Block parties began as a New York City phenomenon but started migrating to majorly Black inner cities like Baltimore, Atlanta, Detroit, and D.C. during the disco era. Best believe that African American pockets of Texas celebrated Juneteenth at many a block party for decades before it became a federal holiday — with BBQ, black-eyed peas, red rice, cornbread, and red velvet cake adorning folding tables in the middle of the street.

Tracing the history of these social gatherings in public spaces, block parties in England also jumped off during World War I. So-called “peace tea parties” brought together food, music, and patriotic flag-waving circa 1919 as the English celebrated the newly-signed Treaty of Versailles. Jamaican and African communities there eventually started using street parties to socialize intra-culturally, while living in a greater society that largely marginalized them.

Sundae Sermon’s DJ Stormin’ Norman — raised Norman McHugh in the same East London area as Idris Elba — remembers British block parties well. “I remember the Notting Hill Carnival in Brixton,” he says. “All the Caribbean cultures in England at the time, we used to set up sound systems and food. [Police] were trying to shut us down; the youth were throwing bottles and cans. At 7, 8, or 9, my dad took me to sort of a block party in Jamaica, where he lived. The towering, homemade speakers made you look like an ant. You would hear a lot of 1970s dub, instrumentals, ska. Black culture, the community, is really what this block party idea is about.”

As hip-hop approaches its 50th anniversary next year, due respect goes to block parties for helping spread the gospel of DJs Kool Herc, Grandmaster Flash, and Afrika Bambaataa through the South Bronx outwards to NYC’s other boroughs, and eventually the world. Kool Herc, in particular — born Clive Campbell in Kingston, Jamaica — created his own humongous Herculoid speakers under the direct influence of the Jamaican sound systems he knew so well. Street carnivals like Brooklyn’s annual West Indian Day Parade are cousins to the block party but on steroids. So, too, the park jams of early hip-hop culture can be considered related to more ordinary block parties — just located in schoolyards or housing project courtyards.

Block party DJs expanded the appetite for hip-hop breakbeats in the culture’s halcyon days at the same time that disco ruled R&B radio. ‘70s dance music rocked plenty of block parties, and Domingo Canate — producer of Hands to the Sky, a documentary on the outdoor house music movement — recalls 2014’s disco-powered Larry Levan Way Block Party in Manhattan’s West Village as the greatest he’s ever attended.

“It was the ultimate block party of block parties,” Canate remembers. Red Bull Music Academy threw the party to celebrate the Paradise Garage club, once a staple of NYC nightlife in the city’s West Village neighborhood. “The Garage had been closed for about 30 years. When I saw the advertisement for it, I thought, ‘That one block is not gonna be enough for all the people that are gonna come!’” he laughs. “I don’t think any other club has had those accolades or that passion. Larry Levan was the resident [DJ], of course, and he passed away way before. DJs David Depino, Joey Llanos and François K, those three were the main guys for the block party. They did an excellent job! It was a lovefest.”

Washington D.C.’s beloved “Black Smithsonian” — aka the National Museum of African American History and Culture — even sponsored its own Hip-Hop Block Party last weekend, complete with a panel about block parties featuring the likes of Chuck D and Roxanne Shanté. With the never-ending ubiquity of block parties going strong, I have no doubt my little 8-year-old cousin will find herself bopping to Beyoncé’s Renaissance between two blocked-off Bronx avenues sometime soon. The party is in our blood.

▶ [DATA SUPPLIED]:
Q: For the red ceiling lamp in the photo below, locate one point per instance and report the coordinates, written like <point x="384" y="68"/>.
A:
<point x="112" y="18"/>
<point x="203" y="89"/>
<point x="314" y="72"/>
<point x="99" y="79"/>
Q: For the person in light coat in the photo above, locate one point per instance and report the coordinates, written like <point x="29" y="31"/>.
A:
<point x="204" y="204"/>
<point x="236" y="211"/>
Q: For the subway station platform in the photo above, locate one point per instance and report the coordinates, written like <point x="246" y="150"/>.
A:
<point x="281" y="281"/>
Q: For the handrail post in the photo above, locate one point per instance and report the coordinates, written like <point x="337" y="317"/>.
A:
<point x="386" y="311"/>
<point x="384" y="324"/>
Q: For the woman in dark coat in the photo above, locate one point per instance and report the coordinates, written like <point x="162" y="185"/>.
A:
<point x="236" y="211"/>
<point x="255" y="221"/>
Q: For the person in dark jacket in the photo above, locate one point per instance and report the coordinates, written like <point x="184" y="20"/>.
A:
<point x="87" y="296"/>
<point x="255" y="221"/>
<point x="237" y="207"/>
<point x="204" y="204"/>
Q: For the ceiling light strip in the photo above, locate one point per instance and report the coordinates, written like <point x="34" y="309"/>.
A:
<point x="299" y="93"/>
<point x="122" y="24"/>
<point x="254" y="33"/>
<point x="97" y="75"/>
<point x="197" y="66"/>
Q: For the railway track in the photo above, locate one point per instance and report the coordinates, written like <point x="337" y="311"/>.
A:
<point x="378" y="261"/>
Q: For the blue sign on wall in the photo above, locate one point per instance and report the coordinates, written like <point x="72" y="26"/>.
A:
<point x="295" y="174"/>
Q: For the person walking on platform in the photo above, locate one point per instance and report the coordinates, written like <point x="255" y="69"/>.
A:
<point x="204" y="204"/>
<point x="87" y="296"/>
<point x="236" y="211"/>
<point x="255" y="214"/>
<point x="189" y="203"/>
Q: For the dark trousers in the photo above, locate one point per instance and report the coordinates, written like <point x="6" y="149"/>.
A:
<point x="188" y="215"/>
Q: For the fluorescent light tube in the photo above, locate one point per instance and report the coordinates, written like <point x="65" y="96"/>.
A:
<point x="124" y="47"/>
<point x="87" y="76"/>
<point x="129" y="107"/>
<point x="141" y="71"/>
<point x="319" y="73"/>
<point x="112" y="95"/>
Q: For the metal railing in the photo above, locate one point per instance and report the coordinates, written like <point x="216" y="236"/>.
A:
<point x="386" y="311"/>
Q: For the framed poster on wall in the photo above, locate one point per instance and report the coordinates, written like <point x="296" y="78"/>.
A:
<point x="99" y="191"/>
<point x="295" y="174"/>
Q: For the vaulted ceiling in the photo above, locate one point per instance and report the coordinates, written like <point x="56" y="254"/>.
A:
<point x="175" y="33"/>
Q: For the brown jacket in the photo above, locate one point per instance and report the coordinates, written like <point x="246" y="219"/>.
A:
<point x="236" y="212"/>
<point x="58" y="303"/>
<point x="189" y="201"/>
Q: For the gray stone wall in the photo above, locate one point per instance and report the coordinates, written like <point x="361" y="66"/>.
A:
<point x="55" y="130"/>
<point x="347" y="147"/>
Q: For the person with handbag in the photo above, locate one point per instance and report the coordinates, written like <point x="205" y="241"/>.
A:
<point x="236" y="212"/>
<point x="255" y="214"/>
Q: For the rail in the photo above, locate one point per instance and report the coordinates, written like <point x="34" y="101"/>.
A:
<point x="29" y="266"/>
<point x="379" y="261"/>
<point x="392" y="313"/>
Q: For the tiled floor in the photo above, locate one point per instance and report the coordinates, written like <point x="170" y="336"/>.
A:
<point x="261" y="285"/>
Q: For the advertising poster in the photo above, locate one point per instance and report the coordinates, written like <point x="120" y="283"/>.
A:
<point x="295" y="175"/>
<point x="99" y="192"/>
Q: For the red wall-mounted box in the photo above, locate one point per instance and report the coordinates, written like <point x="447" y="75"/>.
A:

▶ [EXERCISE INSTRUCTIONS]: Copy out word for word the section of the block party text that opens with the words "Block parties began" and ends after the words "largely marginalized them.".

▶ [THE ANSWER]:
Block parties began as a New York City phenomenon but started migrating to majorly Black inner cities like Baltimore, Atlanta, Detroit, and D.C. during the disco era. Best believe that African American pockets of Texas celebrated Juneteenth at many a block party for decades before it became a federal holiday — with BBQ, black-eyed peas, red rice, cornbread, and red velvet cake adorning folding tables in the middle of the street.

Tracing the history of these social gatherings in public spaces, block parties in England also jumped off during World War I. So-called “peace tea parties” brought together food, music, and patriotic flag-waving circa 1919 as the English celebrated the newly-signed Treaty of Versailles. Jamaican and African communities there eventually started using street parties to socialize intra-culturally, while living in a greater society that largely marginalized them.